* begin SOURCE DOCUMENT *
`byref` parameters starting with some non-ASCII identifiers cannot be set. #18164

ijklam · 2024-12-19T09:10:13Z

byref parameters whose identifier starting with some non-ASCII (like Chinese characters) cannot be set.

Repro steps

Enter this code in fsi:

let f (x: int byref) = x <- x + 1
let f3 (a叉: int byref) = a叉 <- a叉 + 1
let f2 (叉: int byref) = 叉 <- 叉 + 1 // fails to compile
let f4 (叉a: int byref) = 叉a <- 叉a + 1 // fails to compile

Expected behavior

The code can be compiled successfully

Actual behavior

A FS0027 was thrown.

Known workarounds

Don't use non-ASCII identifiers.

Related information

Provide any related information (optional):

Windows 11 23H2
.NET 9 with F#9
Editing Tools: fsi or ionide-vscode

The text was updated successfully, but these errors were encountered:

ijklam · 2024-12-20T15:42:59Z

Update: Even the capital-letter-leading byref parameters are considered as immutable. Is this by designed?

It seems that this is because these functions are firstly be parsed to a lambda with a match rather than a normal lambda.

let f2 (叉: int byref) = 叉 <- 1;;

let f2 (a: int byref) = a <- 1;;

brianrourkeboll · 2024-12-20T20:07:32Z

That seems pretty unlikely to me to be by design.

brianrourkeboll · 2025-01-25T21:25:02Z

The AST is different for these two:

AST

let f (a叉: int byref) = a叉 <- a叉 + 1

AST

let f (叉: int byref) = 叉 <- 叉 + 1

a叉 is parsed as a SynPat.Named; 叉 is parsed as a SynPat.LongIdent.
* end SOURCE DOCUMENT *
PROBLEM REQUIREMENTS: Please list every parameter name declared in the four lines of code that follow "Enter this code in fsi:" in the bug report above. The data after this point has no connection to the bug report.
* begin SUPPLIED ENTRIES *
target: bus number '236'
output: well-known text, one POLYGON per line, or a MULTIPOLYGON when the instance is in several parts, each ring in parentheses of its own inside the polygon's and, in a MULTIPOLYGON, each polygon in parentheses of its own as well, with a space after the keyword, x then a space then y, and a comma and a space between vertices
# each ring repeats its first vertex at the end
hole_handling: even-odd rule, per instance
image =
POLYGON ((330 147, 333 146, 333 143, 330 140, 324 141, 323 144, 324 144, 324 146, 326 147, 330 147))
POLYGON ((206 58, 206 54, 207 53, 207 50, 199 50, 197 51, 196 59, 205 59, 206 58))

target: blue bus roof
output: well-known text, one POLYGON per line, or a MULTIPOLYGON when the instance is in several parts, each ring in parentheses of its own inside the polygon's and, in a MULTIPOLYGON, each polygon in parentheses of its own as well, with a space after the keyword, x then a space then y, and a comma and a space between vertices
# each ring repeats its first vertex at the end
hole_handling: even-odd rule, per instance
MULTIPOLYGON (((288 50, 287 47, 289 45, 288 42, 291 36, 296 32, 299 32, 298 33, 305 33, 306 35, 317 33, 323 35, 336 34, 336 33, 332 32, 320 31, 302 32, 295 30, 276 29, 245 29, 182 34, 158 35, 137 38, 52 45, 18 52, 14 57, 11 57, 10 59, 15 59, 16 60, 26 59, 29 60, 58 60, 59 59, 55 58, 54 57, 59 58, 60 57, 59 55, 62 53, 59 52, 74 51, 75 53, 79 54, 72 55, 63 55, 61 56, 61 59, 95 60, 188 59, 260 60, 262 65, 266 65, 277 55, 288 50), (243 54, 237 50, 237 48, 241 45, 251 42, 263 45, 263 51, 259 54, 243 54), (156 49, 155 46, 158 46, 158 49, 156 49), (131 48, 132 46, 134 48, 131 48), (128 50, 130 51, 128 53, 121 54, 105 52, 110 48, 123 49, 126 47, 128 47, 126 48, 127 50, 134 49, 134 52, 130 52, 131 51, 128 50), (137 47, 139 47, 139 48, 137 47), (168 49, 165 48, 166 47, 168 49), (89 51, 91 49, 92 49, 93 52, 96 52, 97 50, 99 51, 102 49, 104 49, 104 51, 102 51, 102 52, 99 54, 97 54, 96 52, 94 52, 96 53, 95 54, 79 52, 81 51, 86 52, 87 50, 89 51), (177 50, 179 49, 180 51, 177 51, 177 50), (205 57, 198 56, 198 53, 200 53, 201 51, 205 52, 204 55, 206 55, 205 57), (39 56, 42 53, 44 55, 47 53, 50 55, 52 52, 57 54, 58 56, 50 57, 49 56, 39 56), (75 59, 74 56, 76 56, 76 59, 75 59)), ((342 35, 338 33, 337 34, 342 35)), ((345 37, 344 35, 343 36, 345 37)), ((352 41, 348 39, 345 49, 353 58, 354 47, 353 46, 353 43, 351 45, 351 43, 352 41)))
* end SUPPLIED ENTRIES *
WRITTEN REPLY: x, a叉, 叉, 叉a